[Provided records]:
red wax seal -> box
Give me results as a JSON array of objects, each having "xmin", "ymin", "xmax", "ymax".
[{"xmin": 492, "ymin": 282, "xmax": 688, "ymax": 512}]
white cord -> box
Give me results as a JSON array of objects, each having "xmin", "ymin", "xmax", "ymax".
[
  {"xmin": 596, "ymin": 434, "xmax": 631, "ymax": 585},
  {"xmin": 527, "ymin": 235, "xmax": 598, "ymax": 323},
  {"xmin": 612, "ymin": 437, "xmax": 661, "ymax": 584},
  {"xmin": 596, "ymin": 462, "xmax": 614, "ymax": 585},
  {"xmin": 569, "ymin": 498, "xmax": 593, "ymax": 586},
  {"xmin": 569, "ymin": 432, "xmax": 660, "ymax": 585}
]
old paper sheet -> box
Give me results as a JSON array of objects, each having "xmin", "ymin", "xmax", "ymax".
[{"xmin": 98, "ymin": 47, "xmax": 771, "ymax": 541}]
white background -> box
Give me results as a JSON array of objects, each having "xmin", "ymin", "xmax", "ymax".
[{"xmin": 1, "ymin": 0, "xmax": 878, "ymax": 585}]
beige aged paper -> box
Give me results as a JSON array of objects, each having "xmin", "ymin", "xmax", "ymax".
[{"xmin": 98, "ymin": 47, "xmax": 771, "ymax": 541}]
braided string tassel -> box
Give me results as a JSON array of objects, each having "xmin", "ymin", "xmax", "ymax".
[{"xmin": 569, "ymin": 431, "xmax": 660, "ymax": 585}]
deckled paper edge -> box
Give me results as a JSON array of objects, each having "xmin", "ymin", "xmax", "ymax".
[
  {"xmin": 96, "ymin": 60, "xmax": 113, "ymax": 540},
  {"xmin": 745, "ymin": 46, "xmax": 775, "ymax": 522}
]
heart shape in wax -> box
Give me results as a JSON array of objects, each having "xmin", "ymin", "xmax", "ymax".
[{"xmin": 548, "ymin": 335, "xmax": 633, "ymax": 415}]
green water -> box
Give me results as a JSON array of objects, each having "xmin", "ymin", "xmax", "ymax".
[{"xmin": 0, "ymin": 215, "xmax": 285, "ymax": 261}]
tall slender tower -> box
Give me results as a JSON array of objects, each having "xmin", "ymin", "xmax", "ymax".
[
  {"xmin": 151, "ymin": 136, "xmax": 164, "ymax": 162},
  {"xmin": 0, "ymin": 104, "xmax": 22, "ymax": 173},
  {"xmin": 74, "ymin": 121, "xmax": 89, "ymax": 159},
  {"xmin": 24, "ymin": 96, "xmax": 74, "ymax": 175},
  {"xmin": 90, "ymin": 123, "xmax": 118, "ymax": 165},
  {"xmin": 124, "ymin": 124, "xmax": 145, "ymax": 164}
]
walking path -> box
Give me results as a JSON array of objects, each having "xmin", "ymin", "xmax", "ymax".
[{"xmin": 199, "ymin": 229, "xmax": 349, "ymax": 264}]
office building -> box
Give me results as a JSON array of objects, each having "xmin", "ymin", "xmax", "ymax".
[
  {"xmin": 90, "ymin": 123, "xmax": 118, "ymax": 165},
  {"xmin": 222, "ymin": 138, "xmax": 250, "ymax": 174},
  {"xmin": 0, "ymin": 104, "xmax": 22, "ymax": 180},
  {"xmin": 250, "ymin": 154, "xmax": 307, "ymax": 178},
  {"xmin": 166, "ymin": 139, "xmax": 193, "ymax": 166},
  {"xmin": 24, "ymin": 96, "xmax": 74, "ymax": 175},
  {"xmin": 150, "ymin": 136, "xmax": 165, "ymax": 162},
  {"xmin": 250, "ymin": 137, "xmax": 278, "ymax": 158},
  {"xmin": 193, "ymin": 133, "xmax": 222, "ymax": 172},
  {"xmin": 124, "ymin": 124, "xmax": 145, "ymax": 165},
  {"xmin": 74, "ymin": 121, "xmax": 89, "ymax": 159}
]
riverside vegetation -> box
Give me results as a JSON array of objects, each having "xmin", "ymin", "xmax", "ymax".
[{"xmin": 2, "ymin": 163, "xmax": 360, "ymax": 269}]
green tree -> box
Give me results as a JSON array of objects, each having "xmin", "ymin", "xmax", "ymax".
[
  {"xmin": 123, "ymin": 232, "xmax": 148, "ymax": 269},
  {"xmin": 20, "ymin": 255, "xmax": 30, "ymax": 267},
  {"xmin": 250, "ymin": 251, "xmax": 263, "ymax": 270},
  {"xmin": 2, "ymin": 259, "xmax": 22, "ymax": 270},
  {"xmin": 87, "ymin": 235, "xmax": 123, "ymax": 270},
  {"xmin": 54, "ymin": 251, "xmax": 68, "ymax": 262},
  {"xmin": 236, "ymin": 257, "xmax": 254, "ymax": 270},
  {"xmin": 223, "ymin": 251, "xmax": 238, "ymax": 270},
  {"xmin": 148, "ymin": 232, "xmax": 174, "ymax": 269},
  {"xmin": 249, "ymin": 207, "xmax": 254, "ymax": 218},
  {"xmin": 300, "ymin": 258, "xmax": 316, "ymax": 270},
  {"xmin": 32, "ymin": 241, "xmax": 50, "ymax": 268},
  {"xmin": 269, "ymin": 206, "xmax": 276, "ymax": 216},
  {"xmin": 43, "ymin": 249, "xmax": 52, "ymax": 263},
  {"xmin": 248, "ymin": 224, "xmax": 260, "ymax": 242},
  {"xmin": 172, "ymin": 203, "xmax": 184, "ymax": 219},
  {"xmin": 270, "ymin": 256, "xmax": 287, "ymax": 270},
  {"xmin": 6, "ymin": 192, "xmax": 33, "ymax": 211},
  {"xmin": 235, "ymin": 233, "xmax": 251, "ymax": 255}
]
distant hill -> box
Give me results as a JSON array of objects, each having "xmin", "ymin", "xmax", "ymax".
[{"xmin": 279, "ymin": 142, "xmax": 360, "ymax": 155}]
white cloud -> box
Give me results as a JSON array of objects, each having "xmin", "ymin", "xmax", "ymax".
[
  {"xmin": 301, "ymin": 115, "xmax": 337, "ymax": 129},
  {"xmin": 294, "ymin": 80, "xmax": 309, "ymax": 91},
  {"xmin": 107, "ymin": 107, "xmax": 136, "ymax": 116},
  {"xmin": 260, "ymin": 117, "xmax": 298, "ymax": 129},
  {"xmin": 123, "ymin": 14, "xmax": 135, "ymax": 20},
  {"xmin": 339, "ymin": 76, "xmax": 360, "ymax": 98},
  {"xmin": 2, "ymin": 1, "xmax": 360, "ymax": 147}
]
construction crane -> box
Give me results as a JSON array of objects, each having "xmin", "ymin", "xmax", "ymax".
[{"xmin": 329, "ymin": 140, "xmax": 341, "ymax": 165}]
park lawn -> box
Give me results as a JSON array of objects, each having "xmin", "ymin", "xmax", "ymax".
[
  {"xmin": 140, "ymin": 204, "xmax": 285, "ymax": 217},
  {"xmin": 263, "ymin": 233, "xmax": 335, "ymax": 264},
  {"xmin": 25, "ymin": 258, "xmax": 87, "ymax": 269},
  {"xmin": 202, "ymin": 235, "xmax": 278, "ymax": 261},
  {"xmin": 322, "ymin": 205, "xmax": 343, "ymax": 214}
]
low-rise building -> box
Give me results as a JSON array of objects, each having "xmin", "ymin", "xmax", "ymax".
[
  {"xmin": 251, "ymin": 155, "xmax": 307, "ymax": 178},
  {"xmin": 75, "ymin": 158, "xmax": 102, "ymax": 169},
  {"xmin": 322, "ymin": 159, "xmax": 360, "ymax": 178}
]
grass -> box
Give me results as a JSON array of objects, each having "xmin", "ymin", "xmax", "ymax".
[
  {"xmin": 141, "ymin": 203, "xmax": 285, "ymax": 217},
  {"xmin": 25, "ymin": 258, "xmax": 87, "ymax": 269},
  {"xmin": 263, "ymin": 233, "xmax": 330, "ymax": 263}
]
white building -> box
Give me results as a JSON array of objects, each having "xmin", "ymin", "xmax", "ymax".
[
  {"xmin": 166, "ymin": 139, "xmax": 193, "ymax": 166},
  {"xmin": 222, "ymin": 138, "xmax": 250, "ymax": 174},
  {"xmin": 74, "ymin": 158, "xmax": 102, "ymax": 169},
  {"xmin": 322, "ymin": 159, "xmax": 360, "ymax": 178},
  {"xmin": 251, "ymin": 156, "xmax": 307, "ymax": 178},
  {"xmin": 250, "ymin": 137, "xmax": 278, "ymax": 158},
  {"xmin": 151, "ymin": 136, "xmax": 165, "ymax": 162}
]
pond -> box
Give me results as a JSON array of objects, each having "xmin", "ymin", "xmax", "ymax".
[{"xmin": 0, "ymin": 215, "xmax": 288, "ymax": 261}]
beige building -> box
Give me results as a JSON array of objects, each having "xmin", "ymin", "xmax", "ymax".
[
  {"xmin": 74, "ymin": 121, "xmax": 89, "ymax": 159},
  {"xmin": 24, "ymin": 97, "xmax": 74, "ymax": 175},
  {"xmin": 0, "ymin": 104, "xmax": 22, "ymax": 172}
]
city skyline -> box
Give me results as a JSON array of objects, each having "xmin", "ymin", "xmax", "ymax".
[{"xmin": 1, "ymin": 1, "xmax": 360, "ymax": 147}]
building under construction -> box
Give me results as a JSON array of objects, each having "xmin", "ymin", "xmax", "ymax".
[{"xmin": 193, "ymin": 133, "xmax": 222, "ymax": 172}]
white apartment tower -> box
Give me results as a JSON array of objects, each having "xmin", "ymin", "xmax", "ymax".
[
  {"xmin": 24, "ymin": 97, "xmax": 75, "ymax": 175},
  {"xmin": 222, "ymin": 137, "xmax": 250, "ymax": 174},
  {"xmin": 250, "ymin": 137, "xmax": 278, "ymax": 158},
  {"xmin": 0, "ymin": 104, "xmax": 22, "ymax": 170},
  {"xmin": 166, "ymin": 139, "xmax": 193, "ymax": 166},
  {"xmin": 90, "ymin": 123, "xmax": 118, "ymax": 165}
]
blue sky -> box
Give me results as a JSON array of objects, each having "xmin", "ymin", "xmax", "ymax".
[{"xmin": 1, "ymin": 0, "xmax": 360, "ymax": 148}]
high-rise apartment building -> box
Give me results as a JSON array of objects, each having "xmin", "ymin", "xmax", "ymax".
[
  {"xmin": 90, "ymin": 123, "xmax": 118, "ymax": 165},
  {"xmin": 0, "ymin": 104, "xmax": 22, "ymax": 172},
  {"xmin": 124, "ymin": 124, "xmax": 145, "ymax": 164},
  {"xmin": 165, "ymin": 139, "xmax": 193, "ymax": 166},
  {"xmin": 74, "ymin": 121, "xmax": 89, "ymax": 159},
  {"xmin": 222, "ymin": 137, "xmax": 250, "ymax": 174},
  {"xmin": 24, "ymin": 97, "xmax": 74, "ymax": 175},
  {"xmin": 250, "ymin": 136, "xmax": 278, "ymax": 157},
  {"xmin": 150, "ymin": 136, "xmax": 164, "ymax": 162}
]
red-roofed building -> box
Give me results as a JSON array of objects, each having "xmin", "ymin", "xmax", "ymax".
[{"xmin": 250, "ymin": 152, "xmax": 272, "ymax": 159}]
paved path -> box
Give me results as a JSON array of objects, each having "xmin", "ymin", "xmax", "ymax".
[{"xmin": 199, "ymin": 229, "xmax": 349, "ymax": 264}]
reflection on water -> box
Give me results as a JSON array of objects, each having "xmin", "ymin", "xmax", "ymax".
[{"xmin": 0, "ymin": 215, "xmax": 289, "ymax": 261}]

[Exercise description]:
Set the entries down again exactly, beginning with their first line and ending with the line that contains "white cord -> box"; omit all other lines.

[Answer area]:
red wax seal -> box
Give me results as a JSON array of objects, each having "xmin", "ymin", "xmax", "ymax".
[{"xmin": 492, "ymin": 282, "xmax": 688, "ymax": 512}]
white cord -> box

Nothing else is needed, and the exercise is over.